Exercise directions: An exact, line-by-line copy is needed, beginning at the line with "Phrase: green lawn" and ending at the last line of the listing below.
════════════════════
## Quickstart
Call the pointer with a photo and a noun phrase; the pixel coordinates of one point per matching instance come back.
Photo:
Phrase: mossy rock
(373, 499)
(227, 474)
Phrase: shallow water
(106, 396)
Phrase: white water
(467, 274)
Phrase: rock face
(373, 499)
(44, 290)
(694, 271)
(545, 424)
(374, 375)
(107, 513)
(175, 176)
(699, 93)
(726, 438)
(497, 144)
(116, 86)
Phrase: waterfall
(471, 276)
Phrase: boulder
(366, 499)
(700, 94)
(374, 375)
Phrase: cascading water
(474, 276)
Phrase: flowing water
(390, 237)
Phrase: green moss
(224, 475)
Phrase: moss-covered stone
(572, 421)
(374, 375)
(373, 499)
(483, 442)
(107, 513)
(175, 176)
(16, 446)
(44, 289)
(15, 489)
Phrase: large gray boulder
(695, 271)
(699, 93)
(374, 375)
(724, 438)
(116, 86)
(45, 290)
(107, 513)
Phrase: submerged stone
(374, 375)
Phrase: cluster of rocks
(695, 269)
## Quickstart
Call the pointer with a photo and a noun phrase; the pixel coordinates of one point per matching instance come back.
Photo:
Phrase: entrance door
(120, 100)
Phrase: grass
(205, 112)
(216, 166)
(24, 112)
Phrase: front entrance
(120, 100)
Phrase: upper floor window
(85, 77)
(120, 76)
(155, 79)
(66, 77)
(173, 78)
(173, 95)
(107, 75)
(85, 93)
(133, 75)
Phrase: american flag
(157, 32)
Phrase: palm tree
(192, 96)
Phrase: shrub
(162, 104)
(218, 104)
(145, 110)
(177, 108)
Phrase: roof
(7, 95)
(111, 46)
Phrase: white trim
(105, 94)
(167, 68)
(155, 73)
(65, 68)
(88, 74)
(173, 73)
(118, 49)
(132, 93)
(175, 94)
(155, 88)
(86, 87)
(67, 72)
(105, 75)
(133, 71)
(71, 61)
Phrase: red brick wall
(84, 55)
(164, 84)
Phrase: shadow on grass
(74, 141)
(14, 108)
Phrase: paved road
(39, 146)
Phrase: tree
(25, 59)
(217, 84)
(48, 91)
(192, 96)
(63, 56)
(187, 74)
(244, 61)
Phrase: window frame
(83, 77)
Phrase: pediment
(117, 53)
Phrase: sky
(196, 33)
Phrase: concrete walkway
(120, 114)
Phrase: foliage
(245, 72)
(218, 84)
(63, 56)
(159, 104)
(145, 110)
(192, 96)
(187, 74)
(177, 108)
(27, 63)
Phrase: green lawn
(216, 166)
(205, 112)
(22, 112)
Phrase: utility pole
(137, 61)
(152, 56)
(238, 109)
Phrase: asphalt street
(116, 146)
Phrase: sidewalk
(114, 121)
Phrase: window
════════════════════
Solution to this exercise:
Phrase: green lawn
(216, 166)
(205, 112)
(22, 112)
Phrase: utility pole
(137, 61)
(152, 56)
(238, 109)
Phrase: asphalt street
(116, 146)
Phrase: sidewalk
(114, 121)
Phrase: window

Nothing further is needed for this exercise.